== RECORD EXTRACTS

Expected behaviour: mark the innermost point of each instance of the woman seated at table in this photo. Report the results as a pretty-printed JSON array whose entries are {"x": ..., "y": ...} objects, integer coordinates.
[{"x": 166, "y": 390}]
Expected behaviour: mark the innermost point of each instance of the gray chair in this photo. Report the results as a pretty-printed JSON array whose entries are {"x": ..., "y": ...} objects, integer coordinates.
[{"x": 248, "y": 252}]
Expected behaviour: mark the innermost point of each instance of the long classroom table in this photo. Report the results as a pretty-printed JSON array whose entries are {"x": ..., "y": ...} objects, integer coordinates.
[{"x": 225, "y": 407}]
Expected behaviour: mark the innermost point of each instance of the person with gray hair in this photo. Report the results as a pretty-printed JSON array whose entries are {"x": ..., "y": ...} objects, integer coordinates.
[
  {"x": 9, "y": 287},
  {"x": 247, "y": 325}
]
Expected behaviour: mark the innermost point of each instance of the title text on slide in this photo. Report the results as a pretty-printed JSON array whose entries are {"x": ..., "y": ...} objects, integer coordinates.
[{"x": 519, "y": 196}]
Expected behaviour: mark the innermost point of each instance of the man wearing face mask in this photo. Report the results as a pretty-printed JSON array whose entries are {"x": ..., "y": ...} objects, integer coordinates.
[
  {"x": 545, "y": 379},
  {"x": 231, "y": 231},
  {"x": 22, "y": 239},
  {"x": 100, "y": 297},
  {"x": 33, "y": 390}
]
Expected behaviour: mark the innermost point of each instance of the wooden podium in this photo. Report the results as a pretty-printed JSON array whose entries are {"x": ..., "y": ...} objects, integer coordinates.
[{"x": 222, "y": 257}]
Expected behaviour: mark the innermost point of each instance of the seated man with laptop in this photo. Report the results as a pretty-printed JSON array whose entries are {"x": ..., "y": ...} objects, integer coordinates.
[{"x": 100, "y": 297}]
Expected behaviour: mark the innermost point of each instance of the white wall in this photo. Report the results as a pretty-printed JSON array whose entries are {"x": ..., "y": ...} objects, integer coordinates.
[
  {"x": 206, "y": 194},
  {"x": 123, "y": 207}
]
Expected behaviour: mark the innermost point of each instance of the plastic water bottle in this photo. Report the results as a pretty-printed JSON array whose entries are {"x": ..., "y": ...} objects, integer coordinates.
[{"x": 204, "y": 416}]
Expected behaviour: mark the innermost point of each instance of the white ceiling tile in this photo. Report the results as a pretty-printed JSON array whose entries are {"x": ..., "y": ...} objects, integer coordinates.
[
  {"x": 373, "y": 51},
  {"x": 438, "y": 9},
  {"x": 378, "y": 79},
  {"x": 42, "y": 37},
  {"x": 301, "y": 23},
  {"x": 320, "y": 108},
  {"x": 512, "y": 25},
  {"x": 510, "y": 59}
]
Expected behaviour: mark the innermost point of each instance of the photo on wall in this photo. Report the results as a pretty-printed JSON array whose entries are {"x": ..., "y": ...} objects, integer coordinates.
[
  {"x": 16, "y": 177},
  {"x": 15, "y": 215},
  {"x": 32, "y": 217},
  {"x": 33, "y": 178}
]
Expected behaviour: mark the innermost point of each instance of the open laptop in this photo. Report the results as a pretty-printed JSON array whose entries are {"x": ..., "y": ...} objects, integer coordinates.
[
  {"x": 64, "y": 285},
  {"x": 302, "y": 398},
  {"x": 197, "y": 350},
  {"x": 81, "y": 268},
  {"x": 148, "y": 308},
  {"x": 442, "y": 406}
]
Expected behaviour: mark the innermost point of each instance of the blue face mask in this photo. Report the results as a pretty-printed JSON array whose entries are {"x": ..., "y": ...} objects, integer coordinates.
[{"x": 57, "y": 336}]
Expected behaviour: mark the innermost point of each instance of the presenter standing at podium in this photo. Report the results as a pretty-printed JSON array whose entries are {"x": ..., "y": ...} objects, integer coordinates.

====

**TASK INSTRUCTIONS:** Turn the lines from the one containing "of the blue" through the end of the records, inclusive, into a numbered list, omitting any blank lines.

**EXERCISE SOLUTION:**
1. Expected behaviour: mark the innermost point of each instance of the blue face mask in this photo. Report the results as a pretty-printed JSON array whose entries are {"x": ..., "y": ...} objects, integer coordinates.
2. [{"x": 57, "y": 336}]
3. Expected behaviour: mark the innermost point of each instance of the presenter standing at podium in this photo. Report the results as a pretty-printed JSON array whose entries are {"x": ..., "y": ...} objects, integer coordinates.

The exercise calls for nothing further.